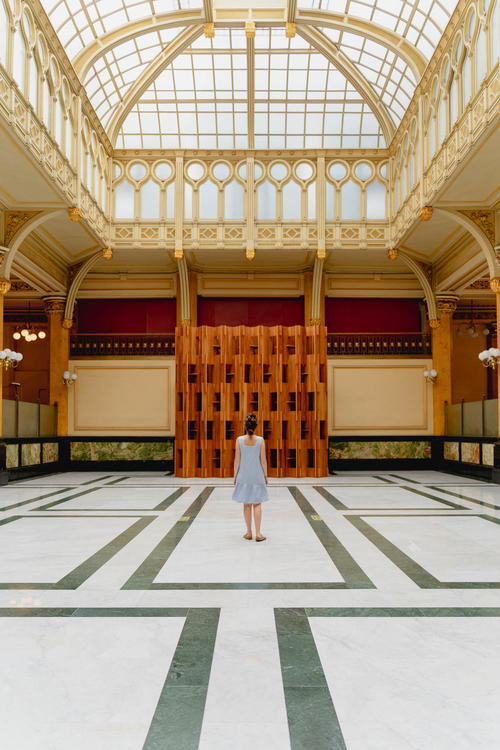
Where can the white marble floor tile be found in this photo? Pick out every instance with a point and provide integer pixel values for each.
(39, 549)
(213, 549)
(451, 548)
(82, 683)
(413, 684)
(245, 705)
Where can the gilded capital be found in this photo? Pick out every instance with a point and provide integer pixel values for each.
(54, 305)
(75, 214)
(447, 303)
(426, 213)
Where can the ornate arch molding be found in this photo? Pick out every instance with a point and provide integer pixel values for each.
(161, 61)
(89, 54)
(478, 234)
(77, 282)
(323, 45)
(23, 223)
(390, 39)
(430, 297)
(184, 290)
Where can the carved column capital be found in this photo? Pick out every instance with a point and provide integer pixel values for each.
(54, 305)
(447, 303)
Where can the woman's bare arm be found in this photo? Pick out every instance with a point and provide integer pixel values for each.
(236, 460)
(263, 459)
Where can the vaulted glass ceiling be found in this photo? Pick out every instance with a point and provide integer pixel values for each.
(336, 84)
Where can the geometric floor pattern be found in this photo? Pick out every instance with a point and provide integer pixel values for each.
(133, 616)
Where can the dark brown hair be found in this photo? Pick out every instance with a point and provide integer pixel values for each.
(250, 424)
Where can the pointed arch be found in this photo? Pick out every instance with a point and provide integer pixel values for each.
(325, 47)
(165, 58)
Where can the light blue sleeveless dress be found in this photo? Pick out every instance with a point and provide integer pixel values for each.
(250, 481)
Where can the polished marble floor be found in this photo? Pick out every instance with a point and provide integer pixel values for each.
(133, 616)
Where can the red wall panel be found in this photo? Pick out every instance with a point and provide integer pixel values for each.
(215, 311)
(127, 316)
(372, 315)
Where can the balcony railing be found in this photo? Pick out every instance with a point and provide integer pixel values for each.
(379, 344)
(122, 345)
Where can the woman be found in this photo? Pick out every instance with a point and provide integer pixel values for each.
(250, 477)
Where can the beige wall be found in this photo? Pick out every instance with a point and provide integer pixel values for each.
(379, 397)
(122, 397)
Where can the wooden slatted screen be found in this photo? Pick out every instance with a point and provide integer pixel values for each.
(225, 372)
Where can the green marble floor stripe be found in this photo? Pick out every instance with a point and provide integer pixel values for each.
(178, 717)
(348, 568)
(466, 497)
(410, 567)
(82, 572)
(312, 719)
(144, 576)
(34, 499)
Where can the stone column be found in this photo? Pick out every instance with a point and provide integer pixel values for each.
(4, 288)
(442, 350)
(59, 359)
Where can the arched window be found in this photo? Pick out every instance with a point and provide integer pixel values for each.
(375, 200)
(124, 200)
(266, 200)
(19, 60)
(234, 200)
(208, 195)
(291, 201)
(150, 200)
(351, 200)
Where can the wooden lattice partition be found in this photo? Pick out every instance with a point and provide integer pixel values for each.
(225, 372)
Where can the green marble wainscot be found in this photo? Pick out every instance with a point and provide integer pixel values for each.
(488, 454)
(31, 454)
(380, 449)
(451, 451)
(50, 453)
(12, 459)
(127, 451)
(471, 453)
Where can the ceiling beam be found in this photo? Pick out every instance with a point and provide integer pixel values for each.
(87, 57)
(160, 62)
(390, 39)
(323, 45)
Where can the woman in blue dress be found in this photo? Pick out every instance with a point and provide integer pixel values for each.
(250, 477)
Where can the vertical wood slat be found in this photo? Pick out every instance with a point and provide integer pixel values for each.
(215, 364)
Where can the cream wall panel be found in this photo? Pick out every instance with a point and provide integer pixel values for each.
********
◆ BRIEF:
Set every record down again verbatim, without pictures.

◆ WORKED SOLUTION:
Where can the white marble floor tile be found in this photo? Pick out every instance with a point and provide integer pixel values for each.
(39, 549)
(213, 549)
(451, 548)
(82, 683)
(413, 684)
(245, 705)
Where can the gilded capital be found in this photo? Pick out every instance with a point and provide integer pixel values for each.
(54, 305)
(75, 214)
(447, 303)
(426, 213)
Where can the ornate arch molding be found in this photo? Pick out every instance with a point and provide integer pixel values for each.
(161, 61)
(89, 54)
(478, 234)
(77, 282)
(323, 45)
(23, 223)
(390, 39)
(430, 297)
(184, 290)
Where can the carved column capital be found in this photo? Pick out every instance with a point and provide integer pixel values for each.
(54, 305)
(447, 303)
Where can the woman's bare arm be found in this photo? Pick out every instance with a point and provide integer pixel values for each.
(236, 460)
(263, 459)
Where can the vaulted glass ceiling be found in this photo? Pick out every instance with a point and provide integer pixel values for each.
(336, 84)
Where can the geometric floor pattern be found in this photo? Pick out every instance with a point and provide integer pixel values for each.
(133, 616)
Where can the dark brown hair be found in this photo? Pick out every instance with a point and provide integer pixel values for each.
(250, 424)
Where can the pointed arch be found in this photo? Pick out every instance with a point and provide integer pixel values for each.
(325, 47)
(165, 58)
Where can the light blue sleeveless dress be found in this photo? Pick out every instance with a point and provide integer pixel values for each.
(250, 481)
Where can the polished marble floor be found in this photo? Pick out every instance with a point and provide integer pixel values for each.
(133, 616)
Where can the red wall panel be found in this photo? Pick out every instance with a point and provide integer pixel values for each.
(215, 311)
(127, 316)
(372, 315)
Where can the balcony railing be found in this photo? Pick out every instance with a point and provide integer pixel values for each.
(379, 344)
(122, 345)
Where can the woman be found in this photo? Pick out every instance with a point and provide integer pixel values for each.
(250, 477)
Where can the beige wall be found in this photo? Pick out every instance with a point and provide integer pixel values for each.
(379, 397)
(122, 397)
Where can the wooden slatted screen be found in this photo? Pick out every instance with a point and provide integer pixel values for each.
(225, 372)
Where can the green marble floor stripe be found in this photo? Pick out every instance with a point and provide integer pixel values for each.
(178, 717)
(348, 568)
(466, 497)
(410, 567)
(82, 572)
(312, 719)
(144, 576)
(34, 499)
Where can the stone column be found in this photo? Pick out every instance with a point and provide integer pixel values for each.
(4, 288)
(442, 350)
(59, 359)
Where can the arched window be found in this photo? Pick out every instance with a point and provide integer pixel values for each.
(375, 200)
(124, 200)
(266, 200)
(19, 60)
(234, 200)
(208, 195)
(291, 201)
(150, 200)
(351, 200)
Where can the wooden lattice partition be found in this photo? Pick out every instance with a point and provide integer pixel values for each.
(225, 372)
Where can the green marble wainscot be found in this photo? Pick out every instance with a point and provide integer pixel values for each.
(488, 454)
(31, 454)
(380, 449)
(451, 451)
(50, 453)
(12, 459)
(127, 451)
(471, 453)
Where can the ceiling beam be found in this photo? Pick out every instance with a point and provide integer pixel values for each.
(87, 57)
(160, 62)
(390, 39)
(323, 45)
Where can the woman in blue dress be found in this photo? Pick out every instance with a point and provide integer pixel values for each.
(250, 477)
Where can the vertical wood slat be found in this photo? Pick out every instance with a point and provide integer pixel values for each.
(215, 364)
Where can the cream wall panel be found in this photo? Pick out every instance with a point and provide integer pixel values for each.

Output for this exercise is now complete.